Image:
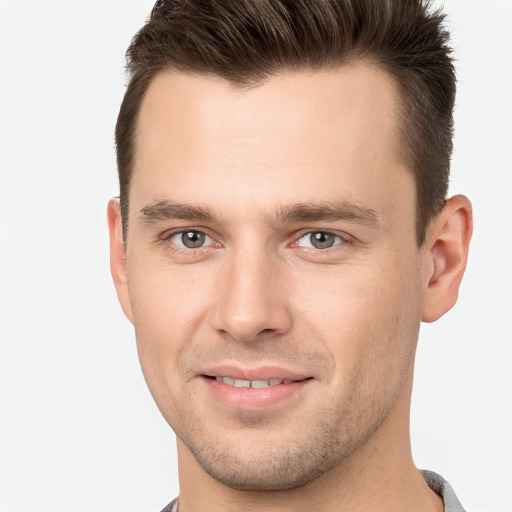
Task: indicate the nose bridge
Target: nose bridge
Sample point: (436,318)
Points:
(252,298)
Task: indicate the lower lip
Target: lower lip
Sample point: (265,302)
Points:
(254,399)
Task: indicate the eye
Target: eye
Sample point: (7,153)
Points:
(190,239)
(319,240)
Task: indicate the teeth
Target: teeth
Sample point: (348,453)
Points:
(241,383)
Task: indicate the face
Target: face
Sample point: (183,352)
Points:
(273,276)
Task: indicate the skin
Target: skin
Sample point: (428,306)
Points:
(258,293)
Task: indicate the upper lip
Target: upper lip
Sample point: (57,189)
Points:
(256,373)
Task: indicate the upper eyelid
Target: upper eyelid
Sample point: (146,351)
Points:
(295,237)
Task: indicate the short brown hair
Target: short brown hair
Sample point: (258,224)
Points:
(247,41)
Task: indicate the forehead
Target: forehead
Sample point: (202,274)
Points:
(317,134)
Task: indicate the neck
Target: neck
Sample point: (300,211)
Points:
(380,476)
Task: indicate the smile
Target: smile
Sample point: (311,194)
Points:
(242,383)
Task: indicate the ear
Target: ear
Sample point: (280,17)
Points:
(446,253)
(118,256)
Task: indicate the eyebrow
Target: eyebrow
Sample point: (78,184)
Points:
(343,210)
(169,210)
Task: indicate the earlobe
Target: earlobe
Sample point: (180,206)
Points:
(118,256)
(446,253)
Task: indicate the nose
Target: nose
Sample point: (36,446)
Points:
(252,298)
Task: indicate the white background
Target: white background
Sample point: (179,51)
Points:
(78,429)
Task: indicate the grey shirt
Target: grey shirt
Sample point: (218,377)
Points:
(436,482)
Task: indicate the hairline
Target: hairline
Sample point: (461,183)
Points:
(402,149)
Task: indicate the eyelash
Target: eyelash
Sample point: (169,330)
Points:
(167,238)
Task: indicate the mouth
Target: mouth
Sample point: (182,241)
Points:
(255,390)
(255,384)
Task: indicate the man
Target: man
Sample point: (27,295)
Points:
(282,231)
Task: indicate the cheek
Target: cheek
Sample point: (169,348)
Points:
(368,318)
(168,311)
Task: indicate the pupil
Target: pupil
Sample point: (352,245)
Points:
(192,239)
(322,240)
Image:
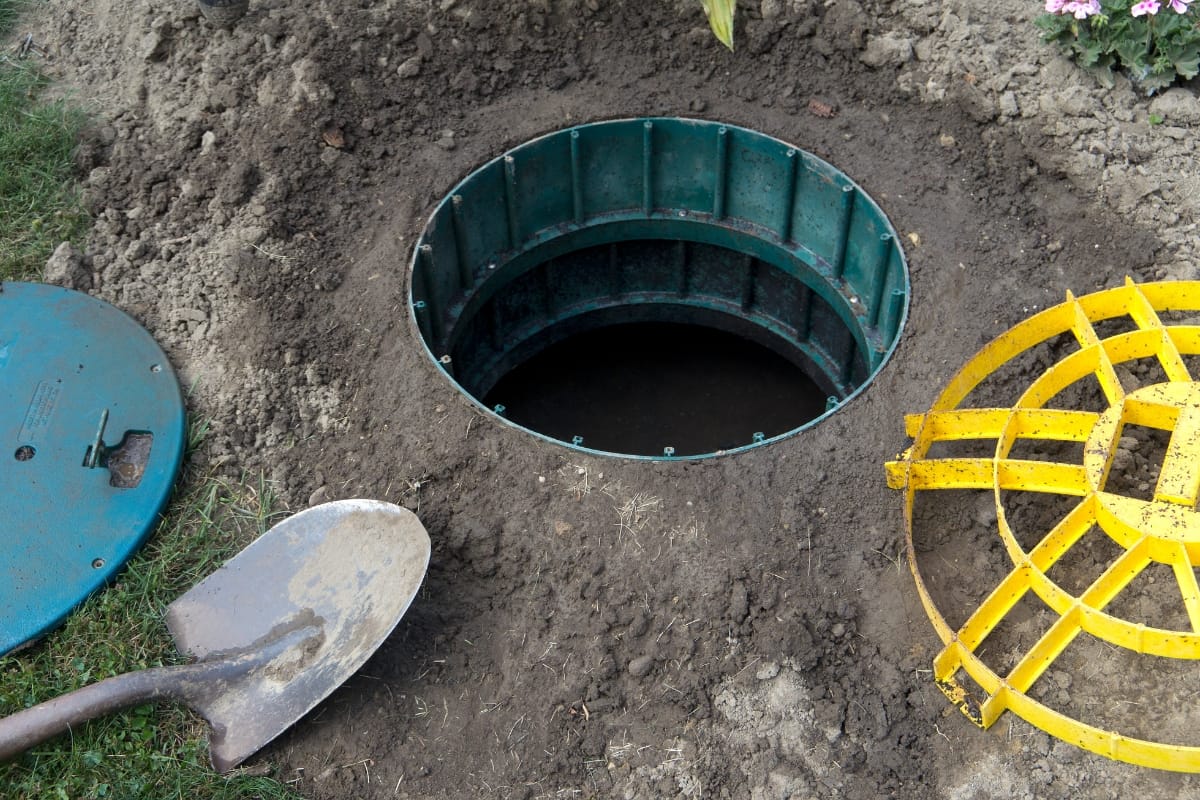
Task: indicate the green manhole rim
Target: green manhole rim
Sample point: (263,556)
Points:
(664,179)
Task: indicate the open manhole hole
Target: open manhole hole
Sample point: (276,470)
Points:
(659,288)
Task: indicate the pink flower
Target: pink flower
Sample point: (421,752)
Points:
(1084,8)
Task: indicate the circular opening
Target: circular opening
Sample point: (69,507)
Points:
(659,288)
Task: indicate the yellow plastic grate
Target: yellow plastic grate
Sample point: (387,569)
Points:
(1159,529)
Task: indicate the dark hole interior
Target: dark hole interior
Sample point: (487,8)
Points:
(639,388)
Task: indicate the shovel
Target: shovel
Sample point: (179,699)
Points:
(274,631)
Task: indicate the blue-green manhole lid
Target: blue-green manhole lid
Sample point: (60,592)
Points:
(91,435)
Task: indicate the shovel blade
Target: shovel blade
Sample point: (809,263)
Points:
(318,593)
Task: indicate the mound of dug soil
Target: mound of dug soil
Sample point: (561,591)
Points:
(733,627)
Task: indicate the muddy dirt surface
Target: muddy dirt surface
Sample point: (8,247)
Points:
(736,627)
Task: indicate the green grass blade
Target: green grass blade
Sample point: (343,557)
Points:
(720,19)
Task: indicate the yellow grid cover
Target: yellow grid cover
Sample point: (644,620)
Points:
(1164,529)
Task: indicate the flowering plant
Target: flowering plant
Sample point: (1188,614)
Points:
(1153,41)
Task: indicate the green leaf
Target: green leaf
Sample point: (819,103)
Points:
(720,19)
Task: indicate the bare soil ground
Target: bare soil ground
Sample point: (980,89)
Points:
(737,627)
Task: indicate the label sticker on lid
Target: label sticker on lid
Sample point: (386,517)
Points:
(41,409)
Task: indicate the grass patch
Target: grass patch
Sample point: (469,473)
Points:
(40,205)
(150,751)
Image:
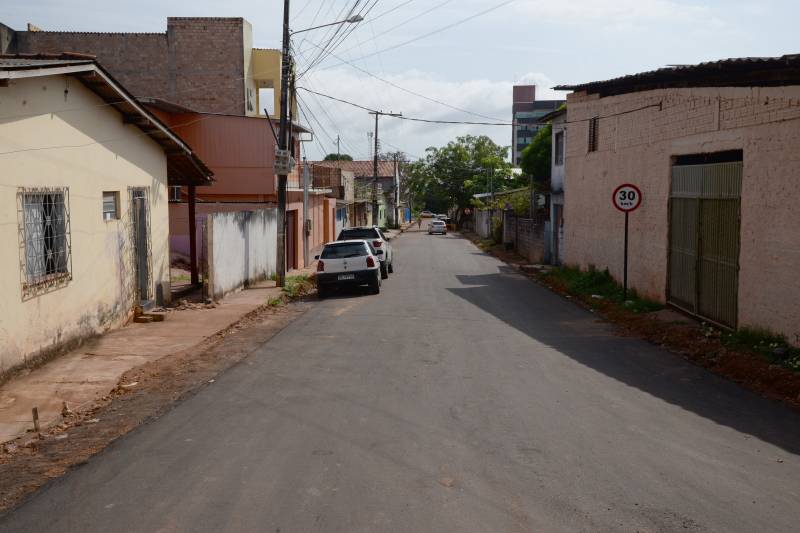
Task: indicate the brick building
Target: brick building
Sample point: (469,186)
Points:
(714,149)
(204,79)
(526,112)
(207,64)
━━━━━━━━
→ YOUR INSTRUCTIONS
Restate the listing word for word, pictures excluded.

→ RESULT OF THIS EXERCISE
Image:
Task: indicate the nose bridge
Target: nose bridge
Sample point: (436,318)
Points:
(252,298)
Task: indicate the lower lip
Target: lower lip
Sample point: (265,302)
Points:
(254,399)
Task: indicate the eye
Target: eye
Sample point: (7,153)
Points:
(190,239)
(319,240)
Task: indicate the teeth
Target: teeth
Sample point: (348,453)
Points:
(241,383)
Task: indicate the face
Target: face
Sample point: (183,352)
Points:
(273,276)
Task: indicate the skin
Target: skin
Sample point: (428,306)
Points:
(258,293)
Task: indicate the upper lip
Target: upper lip
Sample point: (57,189)
Points:
(256,373)
Task: indicate the upper eyelid
Target: upper eyelid
Sample point: (146,351)
Points:
(295,237)
Task: indicate the short brown hair
Target: short brown hair
Sample point: (258,224)
Points:
(247,41)
Task: indicate the forehead
Target: forehead
Sample point: (202,274)
Points:
(317,134)
Task: indicate the neck
Target: neck
Sample point: (300,211)
Points:
(380,476)
Task: indicate the smile
Target: smile
Sample point: (311,194)
Points:
(242,383)
Task: indicate the ear
Target: ear
Sample point: (280,17)
Points:
(446,253)
(118,256)
Task: indicate the eyebrow
Target: eyebrow
Sample point: (78,184)
Points:
(343,210)
(169,210)
Task: indicate the earlobe
Target: earlobe
Sample point: (180,206)
Points:
(118,256)
(446,253)
Task: indicate the nose
Target: nose
Sample point: (36,446)
Points:
(252,298)
Task: indicate the white background
Target: white background
Sample point: (179,51)
Points:
(78,429)
Task: indicate the grey shirt
Target: grey shirt
Sample point: (218,377)
Points:
(436,482)
Task: indicate the hairline
Target: hairline
Sample point: (461,183)
Points:
(402,149)
Task: indicate the eyelash
Target: eyelash
Sample point: (169,330)
Points:
(167,238)
Task: indicate the mouth
Target: mouth
Sample point: (182,241)
Points:
(255,390)
(255,384)
Task: indicate the man
Target: man
Sample point: (27,295)
Points:
(282,231)
Task: indicate the cheek
Target: cheek
Sample point: (169,348)
Points:
(368,318)
(168,311)
Task: indicate the pupil
Target: pupil
Sample point: (352,245)
Points:
(192,239)
(322,240)
Image:
Task: indicate the green manhole rim
Target: green manhole rim
Sample point: (263,556)
Points:
(664,179)
Task: indicate the open manhole hole
Target: open manhole hole
Sample point: (276,470)
Points:
(659,288)
Task: indicate the pink flower
Target: pink flower
Sample point: (421,752)
Points:
(1084,8)
Task: indicate the circular opening
Target: circular opening
Sample point: (69,507)
Points:
(659,288)
Task: indicate the yellow plastic grate
Target: yellow plastic grate
Sample point: (387,569)
Points:
(1159,529)
Task: indicate the dark hole interior
Target: dark hole interior
Sample point: (487,8)
Points:
(639,388)
Task: indicate the shovel
Target: shovel
Sample point: (179,699)
Points:
(274,631)
Task: indicate the blue-green manhole lid
Target: blue-green manhole lid
Sample point: (60,592)
Points:
(91,435)
Task: indicate the shovel blade
Target: shovel blade
Sample point: (809,263)
Points:
(318,593)
Task: indicate the mound of dug soil
Target: mound of dug soil
Sample point: (561,591)
Points:
(733,627)
Task: indicate the muddy dirt surface
Target: muddy dirt surface
Sample point: (8,247)
Points:
(736,627)
Task: indicate the green grass blade
Target: green grass blade
Sample point: (343,557)
Points:
(720,19)
Task: indicate the yellow grid cover
Target: yellow grid cover
Sample point: (644,620)
Points:
(1164,529)
Task: indicate the flowering plant
Target: flowering plant
Sample point: (1188,614)
Points:
(1153,41)
Task: indicate the green leaf
Target: green leaf
Sample point: (819,103)
Points:
(720,19)
Task: indicate the bare soil ground
Target: bare soil ground
Sample point: (980,89)
Points:
(737,627)
Task: indicate the label sticker on lid
Target: label sticker on lid
Sample point: (386,517)
Points:
(41,409)
Task: indicate the grass patch
Target: grass patch
Sample point: (469,473)
Points:
(40,205)
(150,751)
Image:
Task: indicate the brick building
Target: brick building
Sample point: (469,186)
Points:
(714,149)
(204,79)
(526,112)
(207,64)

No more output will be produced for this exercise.